> **Prompt**: Retype, character for character, the line containing "of the blue" along with each line after it through the end of the data, and only those.

Saved entries:

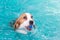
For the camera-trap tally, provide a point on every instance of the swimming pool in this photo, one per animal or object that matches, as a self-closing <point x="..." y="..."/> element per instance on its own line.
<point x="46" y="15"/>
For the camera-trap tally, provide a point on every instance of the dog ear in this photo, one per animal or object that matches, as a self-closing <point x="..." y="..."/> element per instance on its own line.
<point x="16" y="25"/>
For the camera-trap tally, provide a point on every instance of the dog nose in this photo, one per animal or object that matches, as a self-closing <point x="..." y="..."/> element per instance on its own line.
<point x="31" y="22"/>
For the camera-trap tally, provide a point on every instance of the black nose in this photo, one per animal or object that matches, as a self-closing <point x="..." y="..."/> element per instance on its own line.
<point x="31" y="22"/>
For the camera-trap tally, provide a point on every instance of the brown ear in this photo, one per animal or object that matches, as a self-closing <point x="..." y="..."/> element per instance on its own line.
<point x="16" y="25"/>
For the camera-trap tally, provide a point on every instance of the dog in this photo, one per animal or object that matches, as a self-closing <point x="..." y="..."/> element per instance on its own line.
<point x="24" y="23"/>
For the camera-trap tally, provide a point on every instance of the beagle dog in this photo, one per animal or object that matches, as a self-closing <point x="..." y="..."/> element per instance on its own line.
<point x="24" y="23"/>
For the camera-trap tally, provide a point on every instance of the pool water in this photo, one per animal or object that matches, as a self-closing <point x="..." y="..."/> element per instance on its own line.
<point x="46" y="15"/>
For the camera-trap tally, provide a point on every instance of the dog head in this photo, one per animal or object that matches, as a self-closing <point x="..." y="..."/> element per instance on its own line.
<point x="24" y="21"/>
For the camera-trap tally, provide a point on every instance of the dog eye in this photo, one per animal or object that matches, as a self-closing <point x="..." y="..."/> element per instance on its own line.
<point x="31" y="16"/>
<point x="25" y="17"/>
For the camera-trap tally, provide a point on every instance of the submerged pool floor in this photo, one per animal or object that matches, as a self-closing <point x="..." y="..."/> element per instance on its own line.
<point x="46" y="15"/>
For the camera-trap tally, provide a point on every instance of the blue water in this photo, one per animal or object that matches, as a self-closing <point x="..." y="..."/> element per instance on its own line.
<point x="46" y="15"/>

> **Task output**:
For the camera-trap tally, provide a point on every instance of the blue water in this photo, one per animal or object that matches, as a self-closing <point x="..." y="..."/> element per instance on its own line.
<point x="46" y="15"/>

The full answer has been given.